[AIM]
Copy the data below, starting at the line that contains "Exercise. Point out the military" and continuing to the end, with "khaki" replaced by "tan" and everything else unchanged.

-- start STORED DATA --

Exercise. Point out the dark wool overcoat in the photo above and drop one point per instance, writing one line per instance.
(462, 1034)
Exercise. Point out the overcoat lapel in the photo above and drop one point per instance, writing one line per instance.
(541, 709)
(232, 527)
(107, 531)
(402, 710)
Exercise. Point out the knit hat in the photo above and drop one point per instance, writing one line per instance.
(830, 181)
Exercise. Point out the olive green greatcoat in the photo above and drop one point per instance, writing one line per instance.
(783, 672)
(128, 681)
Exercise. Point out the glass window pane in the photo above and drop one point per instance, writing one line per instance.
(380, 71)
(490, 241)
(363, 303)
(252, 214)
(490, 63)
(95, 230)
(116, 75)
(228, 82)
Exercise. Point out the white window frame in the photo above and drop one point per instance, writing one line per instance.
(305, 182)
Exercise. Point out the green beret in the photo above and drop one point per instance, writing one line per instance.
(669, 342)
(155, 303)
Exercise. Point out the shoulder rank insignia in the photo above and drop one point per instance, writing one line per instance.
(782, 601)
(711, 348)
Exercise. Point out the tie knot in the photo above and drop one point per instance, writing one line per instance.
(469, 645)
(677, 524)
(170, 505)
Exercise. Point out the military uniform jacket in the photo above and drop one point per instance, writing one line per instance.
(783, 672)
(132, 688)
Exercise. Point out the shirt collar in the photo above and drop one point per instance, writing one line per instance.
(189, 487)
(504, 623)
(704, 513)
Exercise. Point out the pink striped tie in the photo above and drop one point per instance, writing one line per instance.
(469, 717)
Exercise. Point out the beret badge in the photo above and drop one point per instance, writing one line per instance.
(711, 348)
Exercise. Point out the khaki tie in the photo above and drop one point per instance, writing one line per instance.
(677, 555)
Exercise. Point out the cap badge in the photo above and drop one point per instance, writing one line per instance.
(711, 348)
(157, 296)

-- end STORED DATA --

[COMPLETE ANSWER]
Exercise. Point out the military uniform jacket in the photo above and drop one point per instance, writing one line per instance.
(783, 672)
(132, 688)
Exercise. Point out the shirt collar in the photo above and drop one point per instance, writing one line per instance.
(189, 487)
(504, 623)
(704, 513)
Exercise. Point out the pink striped tie in the photo above and drop one point per instance, writing one line per instance.
(469, 717)
Exercise. Point out the beret badge in the photo above and drop one point per instance, writing one line per instance.
(711, 348)
Exercise. Point out the tan tie in the photo above and drop one point per instance, writing one line per instance.
(677, 555)
Exercise. Point out the cap badge in the photo above and drop one point per instance, writing one line per instance.
(711, 348)
(157, 296)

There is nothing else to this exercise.